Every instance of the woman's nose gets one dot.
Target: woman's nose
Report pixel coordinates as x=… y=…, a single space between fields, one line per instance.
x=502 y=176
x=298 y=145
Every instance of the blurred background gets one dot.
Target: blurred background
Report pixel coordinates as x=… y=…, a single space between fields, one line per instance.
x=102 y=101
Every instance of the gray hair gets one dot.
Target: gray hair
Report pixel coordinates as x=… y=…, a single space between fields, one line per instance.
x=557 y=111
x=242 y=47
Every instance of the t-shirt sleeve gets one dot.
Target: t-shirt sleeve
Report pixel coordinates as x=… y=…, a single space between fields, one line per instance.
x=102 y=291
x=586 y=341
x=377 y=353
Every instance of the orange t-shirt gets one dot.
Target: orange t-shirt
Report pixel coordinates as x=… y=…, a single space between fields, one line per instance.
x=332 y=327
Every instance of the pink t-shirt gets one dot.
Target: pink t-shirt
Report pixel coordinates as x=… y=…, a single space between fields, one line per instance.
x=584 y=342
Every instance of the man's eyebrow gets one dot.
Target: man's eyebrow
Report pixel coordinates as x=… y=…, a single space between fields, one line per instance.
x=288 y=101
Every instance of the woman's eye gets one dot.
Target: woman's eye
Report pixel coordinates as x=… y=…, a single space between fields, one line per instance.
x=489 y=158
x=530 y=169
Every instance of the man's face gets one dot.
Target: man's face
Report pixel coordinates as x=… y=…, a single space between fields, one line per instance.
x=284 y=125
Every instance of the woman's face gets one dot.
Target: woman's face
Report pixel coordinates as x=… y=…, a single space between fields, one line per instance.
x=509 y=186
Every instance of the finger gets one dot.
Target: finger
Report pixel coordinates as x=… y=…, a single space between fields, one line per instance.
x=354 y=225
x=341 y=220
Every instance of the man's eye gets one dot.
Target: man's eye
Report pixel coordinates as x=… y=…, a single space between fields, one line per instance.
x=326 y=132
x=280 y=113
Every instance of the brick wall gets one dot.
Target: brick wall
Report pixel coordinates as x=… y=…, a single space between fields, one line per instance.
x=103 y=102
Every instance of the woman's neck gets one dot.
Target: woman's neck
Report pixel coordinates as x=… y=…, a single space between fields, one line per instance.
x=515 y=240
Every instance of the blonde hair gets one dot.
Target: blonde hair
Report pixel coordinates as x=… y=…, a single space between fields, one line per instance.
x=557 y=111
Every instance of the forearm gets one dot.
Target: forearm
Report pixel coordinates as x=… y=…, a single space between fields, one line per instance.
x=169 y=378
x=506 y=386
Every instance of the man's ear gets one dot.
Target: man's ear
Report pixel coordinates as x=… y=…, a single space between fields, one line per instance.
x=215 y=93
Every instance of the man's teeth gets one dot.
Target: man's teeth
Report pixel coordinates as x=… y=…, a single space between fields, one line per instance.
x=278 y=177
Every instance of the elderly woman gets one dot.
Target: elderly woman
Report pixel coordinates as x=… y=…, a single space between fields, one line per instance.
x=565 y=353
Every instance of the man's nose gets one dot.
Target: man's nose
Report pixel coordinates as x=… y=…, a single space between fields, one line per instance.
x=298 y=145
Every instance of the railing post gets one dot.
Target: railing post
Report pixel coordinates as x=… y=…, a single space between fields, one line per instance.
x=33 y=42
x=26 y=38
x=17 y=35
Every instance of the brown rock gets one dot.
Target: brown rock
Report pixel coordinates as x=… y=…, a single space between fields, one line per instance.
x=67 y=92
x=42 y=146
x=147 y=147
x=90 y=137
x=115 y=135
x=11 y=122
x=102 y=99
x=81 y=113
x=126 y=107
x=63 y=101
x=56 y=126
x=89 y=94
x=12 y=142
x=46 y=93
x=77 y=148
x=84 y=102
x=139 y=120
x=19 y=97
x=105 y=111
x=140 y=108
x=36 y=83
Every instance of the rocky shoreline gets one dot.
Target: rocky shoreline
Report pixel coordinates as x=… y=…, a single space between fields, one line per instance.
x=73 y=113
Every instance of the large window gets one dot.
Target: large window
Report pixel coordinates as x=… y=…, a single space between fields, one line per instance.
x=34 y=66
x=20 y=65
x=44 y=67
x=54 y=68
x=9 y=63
- - - -
Problem to solve: Every line of the material needs to be returned exactly.

Exercise solution:
Every instance of the woman's nose gets one dot.
Target: woman's nose
Report pixel coordinates as x=… y=…, a single space between fields, one line per instance.
x=502 y=176
x=298 y=145
Every instance of the blurred background gets one dot.
Target: blurred background
Report pixel coordinates as x=… y=…, a single space between fields, one line per instance.
x=102 y=101
Every instance of the gray hair gets one dot.
Target: gray hair
Report pixel coordinates as x=… y=…, a single space between fields, one line per instance.
x=557 y=111
x=242 y=47
Every instance of the t-shirt sleeve gets one dot.
Target: t-shirt sleeve
Report pixel coordinates as x=… y=…, a single space between fields, one line per instance.
x=102 y=291
x=586 y=341
x=377 y=353
Every instance of the orange t-shirt gets one dot.
Target: orange t-shirt
Report pixel coordinates as x=… y=…, a single space between fields, one line per instance.
x=332 y=327
Every instance of the pink t-shirt gets one dot.
Target: pink t-shirt
Report pixel coordinates as x=… y=…, a single space between fields, one line per instance.
x=584 y=342
Every instance of the man's eyebrow gets one dot.
Target: man's eyebrow
Report pixel coordinates as x=… y=…, a single space between fields, one line per instance.
x=288 y=101
Every instance of the woman's eye gets one dot.
Target: woman's eye
Report pixel coordinates as x=… y=…, a single space between fields, one line per instance.
x=489 y=158
x=530 y=169
Every instance of the man's face gets one dot.
Target: man's face
Report pixel coordinates as x=… y=…, a single space between fields, one line per instance.
x=284 y=125
Every instance of the woman's face gets one dot.
Target: woman's face
Report pixel coordinates as x=… y=…, a single space between fields, one line per instance.
x=509 y=186
Every instance of the finger gets one dot.
Target: finger
Report pixel coordinates as x=… y=…, a single space between fields, one line per instance.
x=354 y=225
x=341 y=220
Every instance of the man's eye gets one dot.
Target: man's eye
Report pixel coordinates as x=… y=…, a single space between fields, one line per instance.
x=326 y=132
x=280 y=113
Every instance of the brick wall gets one dot.
Target: brick wall
Report pixel coordinates as x=… y=…, a single space between fields, one line per instance.
x=103 y=102
Every instance of the woman's neck gets one dot.
Target: woman's neck
Report pixel coordinates as x=… y=…, a single space between fields, one line per instance.
x=515 y=240
Every instance of the blonde hair gets one dot.
Target: blonde hair
Report pixel coordinates as x=… y=…, a single space between fields, one line per instance.
x=557 y=111
Every instance of the forearm gets one dot.
Target: forearm
Report pixel coordinates as x=… y=…, a single space between fields, one line per instance.
x=169 y=378
x=506 y=386
Every instance of the man's ear gets one dot.
Target: man's ear
Report pixel coordinates as x=… y=…, a single space between fields, one line per instance.
x=215 y=93
Every instance of the man's teeth gets one dot.
Target: man's teeth
Report pixel coordinates as x=… y=…, a single space between fields, one line per instance.
x=278 y=177
Every instance of the elderly woman gets one dot.
Target: elderly woman
Report pixel coordinates as x=… y=…, a single space between fields, one line per instance.
x=565 y=353
Every instance of the man's nose gets one dot.
Target: man's nose
Report pixel coordinates as x=… y=…, a single space between fields, one line per instance.
x=298 y=145
Every instance of the railing post gets one dot.
Target: railing post
Report pixel coordinates as x=… y=…, a single space between fields, one line per instance.
x=33 y=42
x=26 y=38
x=17 y=35
Every instance of the brown rock gets one dot.
Target: brown rock
Report pixel coordinates as x=… y=…, a single space between fields, one line per instance.
x=67 y=92
x=42 y=146
x=147 y=147
x=90 y=137
x=115 y=135
x=11 y=122
x=102 y=99
x=81 y=113
x=126 y=107
x=63 y=101
x=56 y=126
x=89 y=94
x=12 y=142
x=46 y=93
x=77 y=148
x=84 y=102
x=139 y=120
x=19 y=97
x=105 y=111
x=140 y=108
x=36 y=83
Every instance of the rocky shoreline gets one dot.
Target: rocky shoreline
Report pixel coordinates as x=… y=…, a single space between fields, one line per instance.
x=73 y=113
Every instance of the large window gets one dot.
Target: large window
Report pixel coordinates as x=… y=…, a single space between fields, one line per instance.
x=34 y=66
x=20 y=65
x=44 y=67
x=54 y=68
x=9 y=63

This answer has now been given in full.